*** Opening Task inputs ***

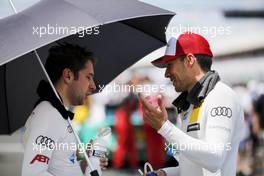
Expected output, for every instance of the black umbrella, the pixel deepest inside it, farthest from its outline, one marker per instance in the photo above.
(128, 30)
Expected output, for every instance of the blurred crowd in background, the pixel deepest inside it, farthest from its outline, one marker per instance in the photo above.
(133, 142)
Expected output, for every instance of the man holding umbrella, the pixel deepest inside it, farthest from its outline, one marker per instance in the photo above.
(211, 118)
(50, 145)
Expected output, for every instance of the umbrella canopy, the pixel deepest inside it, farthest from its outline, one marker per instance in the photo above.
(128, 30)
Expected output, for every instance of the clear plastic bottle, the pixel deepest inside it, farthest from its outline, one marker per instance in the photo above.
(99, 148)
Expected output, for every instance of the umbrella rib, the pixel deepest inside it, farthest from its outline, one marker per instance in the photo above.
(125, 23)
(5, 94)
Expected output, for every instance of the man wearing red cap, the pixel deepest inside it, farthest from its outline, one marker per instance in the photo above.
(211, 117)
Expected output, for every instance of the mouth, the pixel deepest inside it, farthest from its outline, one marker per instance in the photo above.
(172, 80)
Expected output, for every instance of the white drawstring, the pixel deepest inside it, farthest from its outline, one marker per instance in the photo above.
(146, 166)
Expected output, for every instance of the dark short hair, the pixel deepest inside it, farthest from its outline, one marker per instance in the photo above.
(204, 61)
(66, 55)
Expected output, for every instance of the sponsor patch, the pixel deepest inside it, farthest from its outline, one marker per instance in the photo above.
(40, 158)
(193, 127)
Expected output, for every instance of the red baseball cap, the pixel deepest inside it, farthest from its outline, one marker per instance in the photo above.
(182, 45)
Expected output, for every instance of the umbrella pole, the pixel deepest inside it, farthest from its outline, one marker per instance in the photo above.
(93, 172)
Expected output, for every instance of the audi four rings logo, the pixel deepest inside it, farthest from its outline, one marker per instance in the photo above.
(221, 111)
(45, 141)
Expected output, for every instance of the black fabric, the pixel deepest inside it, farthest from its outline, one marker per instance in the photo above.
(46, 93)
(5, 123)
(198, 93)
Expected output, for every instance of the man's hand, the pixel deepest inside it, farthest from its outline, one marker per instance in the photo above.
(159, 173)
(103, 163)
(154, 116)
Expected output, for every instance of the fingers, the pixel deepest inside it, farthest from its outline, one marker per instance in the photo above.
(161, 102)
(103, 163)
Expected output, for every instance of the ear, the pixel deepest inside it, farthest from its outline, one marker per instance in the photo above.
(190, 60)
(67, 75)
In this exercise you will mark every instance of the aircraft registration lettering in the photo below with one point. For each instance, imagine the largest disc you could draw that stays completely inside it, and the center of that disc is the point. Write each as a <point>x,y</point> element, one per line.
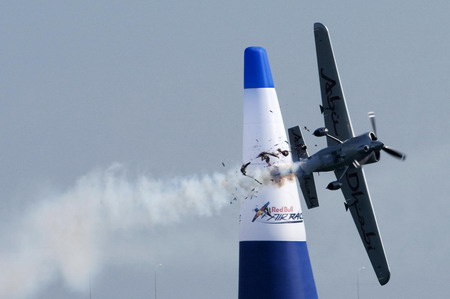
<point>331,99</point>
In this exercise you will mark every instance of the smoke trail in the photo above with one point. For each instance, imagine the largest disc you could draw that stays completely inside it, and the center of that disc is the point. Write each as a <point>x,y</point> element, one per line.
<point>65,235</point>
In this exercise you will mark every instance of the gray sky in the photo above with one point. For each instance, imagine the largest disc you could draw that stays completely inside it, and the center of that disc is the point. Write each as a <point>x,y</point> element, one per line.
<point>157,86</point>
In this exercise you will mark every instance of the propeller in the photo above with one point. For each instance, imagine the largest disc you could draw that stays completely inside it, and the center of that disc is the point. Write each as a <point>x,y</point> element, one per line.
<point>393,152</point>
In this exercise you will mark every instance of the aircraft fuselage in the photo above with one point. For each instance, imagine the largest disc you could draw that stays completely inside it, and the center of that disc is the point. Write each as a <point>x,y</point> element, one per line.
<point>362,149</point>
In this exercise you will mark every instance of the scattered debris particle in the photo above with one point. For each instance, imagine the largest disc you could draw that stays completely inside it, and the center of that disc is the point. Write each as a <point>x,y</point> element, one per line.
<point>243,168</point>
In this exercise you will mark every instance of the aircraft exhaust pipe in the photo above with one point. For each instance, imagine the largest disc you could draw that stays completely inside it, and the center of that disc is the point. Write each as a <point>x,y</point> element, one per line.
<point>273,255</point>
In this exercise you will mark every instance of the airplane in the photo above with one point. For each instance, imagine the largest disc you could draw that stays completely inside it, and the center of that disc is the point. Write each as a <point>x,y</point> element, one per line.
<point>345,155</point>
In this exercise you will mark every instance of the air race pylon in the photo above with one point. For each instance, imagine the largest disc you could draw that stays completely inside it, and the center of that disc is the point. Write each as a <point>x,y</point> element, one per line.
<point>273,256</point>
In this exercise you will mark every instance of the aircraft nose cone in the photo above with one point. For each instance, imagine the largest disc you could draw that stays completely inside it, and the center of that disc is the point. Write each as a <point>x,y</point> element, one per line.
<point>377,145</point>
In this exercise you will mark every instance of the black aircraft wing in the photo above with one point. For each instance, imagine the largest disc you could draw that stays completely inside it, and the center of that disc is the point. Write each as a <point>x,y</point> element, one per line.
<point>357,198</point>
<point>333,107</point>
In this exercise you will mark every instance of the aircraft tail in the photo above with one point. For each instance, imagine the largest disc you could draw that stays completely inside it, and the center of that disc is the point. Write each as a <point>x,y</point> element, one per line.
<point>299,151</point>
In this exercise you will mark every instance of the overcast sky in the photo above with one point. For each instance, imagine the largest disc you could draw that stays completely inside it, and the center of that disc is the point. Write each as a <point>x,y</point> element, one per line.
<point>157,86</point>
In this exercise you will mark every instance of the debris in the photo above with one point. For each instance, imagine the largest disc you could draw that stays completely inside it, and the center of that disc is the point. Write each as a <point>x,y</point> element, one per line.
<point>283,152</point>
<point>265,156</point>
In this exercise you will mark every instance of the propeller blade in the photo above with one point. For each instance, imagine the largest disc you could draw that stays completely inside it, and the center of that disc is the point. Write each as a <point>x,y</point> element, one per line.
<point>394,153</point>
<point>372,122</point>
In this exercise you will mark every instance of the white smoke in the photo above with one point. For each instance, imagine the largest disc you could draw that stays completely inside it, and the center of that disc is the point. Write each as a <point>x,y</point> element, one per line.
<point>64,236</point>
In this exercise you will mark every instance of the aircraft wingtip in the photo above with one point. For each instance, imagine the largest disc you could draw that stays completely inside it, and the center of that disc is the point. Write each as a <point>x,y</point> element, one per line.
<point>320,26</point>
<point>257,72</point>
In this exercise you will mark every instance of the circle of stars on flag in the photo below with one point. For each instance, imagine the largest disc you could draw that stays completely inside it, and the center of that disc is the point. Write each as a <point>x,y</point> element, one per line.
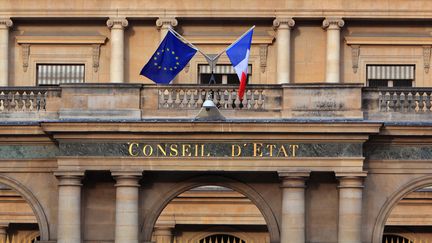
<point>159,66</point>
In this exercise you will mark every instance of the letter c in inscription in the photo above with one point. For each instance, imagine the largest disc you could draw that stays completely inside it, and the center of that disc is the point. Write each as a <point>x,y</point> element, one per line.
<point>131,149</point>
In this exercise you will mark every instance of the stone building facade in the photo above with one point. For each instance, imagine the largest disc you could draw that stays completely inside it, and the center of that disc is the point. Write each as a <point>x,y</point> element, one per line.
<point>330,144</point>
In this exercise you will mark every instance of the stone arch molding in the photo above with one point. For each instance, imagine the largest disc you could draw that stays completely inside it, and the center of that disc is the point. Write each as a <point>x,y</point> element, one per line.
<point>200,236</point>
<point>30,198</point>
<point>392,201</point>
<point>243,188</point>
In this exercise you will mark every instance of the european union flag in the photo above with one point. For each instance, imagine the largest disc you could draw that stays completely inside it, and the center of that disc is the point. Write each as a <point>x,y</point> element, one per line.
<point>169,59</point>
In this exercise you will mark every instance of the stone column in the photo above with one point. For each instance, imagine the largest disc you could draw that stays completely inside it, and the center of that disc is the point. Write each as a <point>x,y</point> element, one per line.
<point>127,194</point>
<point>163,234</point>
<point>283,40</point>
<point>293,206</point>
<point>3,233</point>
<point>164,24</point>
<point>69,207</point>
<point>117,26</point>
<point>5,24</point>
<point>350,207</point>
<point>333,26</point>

*** Closing Task inputs ***

From the material above, copy everything exactly but the pictures.

Expected output, for every instance of the black umbrella, the pixel deepest inside it, farthest from its outline, one marker per instance in the photo above.
(128, 30)
Expected output, for every instance of the blurred crowd in background, the pixel deepest inside it, farthest from its outline, one marker per instance in the photo above.
(133, 142)
Expected output, for every instance of the man holding umbrella, the pixel deepest inside it, farthest from its outline, one marker per instance in the photo above.
(211, 118)
(50, 145)
Expected output, for every instance of the umbrella canopy, the pixel deepest inside it, farthest from its outline, one marker per instance in the photo above.
(128, 30)
Expected output, for every instance of the clear plastic bottle, the pixel deepest inside it, farthest from its outline, one marker per instance in the photo above.
(99, 148)
Expected output, for every instance of the umbrella rib, the pixel deepest inside it, farthest from its outline, one marker per instance in the photo above.
(125, 23)
(5, 94)
Expected output, for every instance of the man wearing red cap, the pixel deepest inside it, farthest from its outline, one marker per instance in the photo above.
(211, 117)
Expected output, for every instance of the mouth, the pixel deepest inside it, farthest from its outline, one marker per instance in the photo above.
(172, 80)
Expected output, for every instance of the white drawstring, the pixel deepest inside it, farthest from its outline, one marker per instance in the photo above.
(146, 166)
Expected output, for every instance of the dark short hair, the pixel deepest inside it, farthest from its outline, one marker per instance in the photo above.
(204, 61)
(66, 55)
Expected output, for every instance of the sponsor patch, the pixel deepest inside it, farthest from its outline, one marker per instance in the photo above.
(40, 158)
(193, 127)
Expected output, for every instance of the red baseball cap, the pixel deepest inside it, farthest from its outline, one marker per instance in the photo above.
(182, 45)
Expected output, for every instance of the umbrella pole, the pixel deepest inside it, farthest from its outline, one marker per instance in the photo above.
(93, 172)
Expected output, for every instance of the audi four rings logo, the pixel deepest inside it, farthest from its outline, one marker per instance in the photo above.
(221, 111)
(45, 141)
Expected output, for every instance of the black fabric, the pixel deepest inside it, farthest from its outline, one marker per instance in the photo above.
(46, 93)
(5, 123)
(198, 93)
Expected output, for every instance of the man's hand, the pixel deepest inside it, farthest from its outline, one marker per instance in the photo above.
(159, 173)
(103, 163)
(154, 116)
Expected output, for every instance of the fingers, the pixel deepest inside it, farthest from its outline, one marker per instance in the photo above.
(161, 102)
(103, 163)
Expected output, for every instance of the ear, the pixel deepest inside it, farthest from its outline, one marker per instance in the photo above.
(190, 60)
(67, 75)
In this exercise you will mark every instance of the aircraft registration lettering in the photo below with one point. For each instance, imagine the largest disc you could draw that stays completely inside it, and the center of that disc is the point. Write each as a <point>x,y</point> element, one per line.
<point>331,99</point>
In this exercise you will mark every instance of the smoke trail in the photo above with one point. For each instance, imagine the largest disc you could draw that stays completely inside it, and the center of that disc is the point. Write each as a <point>x,y</point> element, one per line.
<point>65,235</point>
In this exercise you will mark every instance of the gray sky in the photo above with one point. For each instance, imagine the largest disc you could draw that stays completely inside it, and the center of that disc is the point. Write each as a <point>x,y</point> element, one per line.
<point>157,86</point>
In this exercise you will mark every instance of the propeller in the photo above with one point. For each instance, imagine the largest disc you could draw that stays completely inside it, and the center of that disc is the point. Write each as a <point>x,y</point> element, one per line.
<point>393,152</point>
In this exercise you will mark every instance of the aircraft fuselage in the photo above with one point. For each instance, imagine the largest disc you could draw that stays completely inside it, and the center of that disc is the point. Write each as a <point>x,y</point> element, one per line.
<point>362,149</point>
In this exercise you will mark every instance of the scattered debris particle in the photo above with one point. For each instance, imagine the largest disc you could draw that stays completely inside it, and the center of that disc is the point. Write each as a <point>x,y</point> element, one per line.
<point>243,168</point>
In this exercise you will mark every instance of the aircraft exhaust pipe in the photo above with one point. For each instance, imagine the largest disc you could draw that stays completely inside it, and the center of that disc is the point. Write each as a <point>x,y</point> element, one per line.
<point>273,255</point>
In this exercise you will mark every instance of the airplane in the photo above with one point. For each instance, imagine the largest disc you could draw that stays completely inside it, and the center of that disc is the point. Write each as a <point>x,y</point> element, one per line.
<point>345,155</point>
In this exercise you will mark every instance of the air race pylon in the photo above with one point. For each instance, imagine the largest disc you could draw that stays completely inside it, and the center of that disc is the point. Write each as a <point>x,y</point> element, one per line.
<point>273,256</point>
In this exercise you will mark every instance of the aircraft nose cone in the photo above with one point. For each instance, imagine the largest disc you could draw that stays completely inside it, and the center of that disc is the point. Write each as a <point>x,y</point> element, one per line.
<point>377,145</point>
In this exercise you will mark every instance of the black aircraft wing in the photo above with one point. For each instance, imagine the largest disc you could draw that stays completely inside it, and the center of that disc is the point. Write each as a <point>x,y</point> element, one per line.
<point>357,198</point>
<point>333,107</point>
In this exercise you will mark every instance of the aircraft tail in the photo above with one point. For each instance, imagine the largest disc you could draw that stays completely inside it, and the center of that disc is the point. Write each as a <point>x,y</point> element, one per line.
<point>299,151</point>
In this exercise you will mark every instance of the overcast sky in the photo above with one point. For each instance, imagine the largest disc you could draw that stays completely inside it, and the center of that disc is the point. Write each as a <point>x,y</point> element, one per line.
<point>157,86</point>
In this exercise you will mark every instance of the debris in the photo above with one point. For each instance, imagine the largest disc you could draw that stays completely inside it, and the center of that disc is the point. Write each as a <point>x,y</point> element, one per line.
<point>283,152</point>
<point>265,156</point>
In this exercise you will mark every instance of the propeller blade in the photo above with one point. For each instance, imagine the largest disc you could draw that stays completely inside it, and the center of that disc is the point. Write each as a <point>x,y</point> element, one per line.
<point>394,153</point>
<point>372,122</point>
In this exercise you will mark every instance of the white smoke in the photo above with one point. For each instance, imagine the largest disc you could draw that stays completely inside it, and the center of that disc is the point. Write each as a <point>x,y</point> element, one per line.
<point>64,236</point>
In this exercise you will mark every instance of the aircraft wingtip in the photo above with one point. For each instance, imagine the largest disc you could draw that stays completely inside it, and the center of that disc is the point. Write each as a <point>x,y</point> element, one per line.
<point>320,26</point>
<point>257,72</point>
In this exercise you will mark every instance of the circle of stars on flag in the photo below with one point. For each instance, imagine the largest disc you could draw that stays completely inside it, and the center of that disc is the point. Write each as a <point>x,y</point> element, one per line.
<point>159,66</point>
In this exercise you will mark every instance of the letter c in inscription in the photo above with one point. For each instance, imagine the largest disc you could draw that stays completely inside it, and the center of that disc is the point. Write each as a <point>x,y</point> element, one per line.
<point>131,149</point>
In this exercise you will mark every instance of the stone building facade in the photo above with one point. For each instance, imagine the largest disc you could draw that stays completely inside it, and the center of that disc is the point. Write each as a <point>x,y</point> element, one per line.
<point>330,144</point>
In this exercise you will mark every instance of the stone arch molding in the photo above with one point. For each instance, imagine the largest disc you could draw that stays completely inside it, and the center of that disc is the point. Write each as a <point>x,y</point> element, one per line.
<point>200,236</point>
<point>30,198</point>
<point>392,201</point>
<point>243,188</point>
In this exercise you will mark every instance of the european union flag in the photo above with one point. For each instance, imagine the largest disc you could draw that stays completely inside it, and the center of that disc is the point. Write each as a <point>x,y</point> element, one per line.
<point>169,59</point>
In this exercise you will mark every instance of the stone column in the photo above with one point. For each instance, imagine the largest disc you could draw that stays completely inside it, and the center of that disc is the point. Write each as a <point>x,y</point> element, one per line.
<point>127,194</point>
<point>163,234</point>
<point>283,40</point>
<point>293,206</point>
<point>3,233</point>
<point>164,24</point>
<point>69,207</point>
<point>117,26</point>
<point>5,24</point>
<point>350,207</point>
<point>333,26</point>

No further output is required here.